# DATASET RECORDS
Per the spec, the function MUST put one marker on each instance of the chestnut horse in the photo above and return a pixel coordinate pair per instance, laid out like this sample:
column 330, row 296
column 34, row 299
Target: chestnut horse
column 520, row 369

# TASK INSTRUCTIONS
Type the material above out again, exactly.

# SOLUTION TO THE EXERCISE
Per the spec, the function MUST put one marker on each instance of the chestnut horse in the photo above and return a pixel coordinate pair per instance, laid out like this sample:
column 330, row 296
column 34, row 299
Target: chestnut horse
column 520, row 369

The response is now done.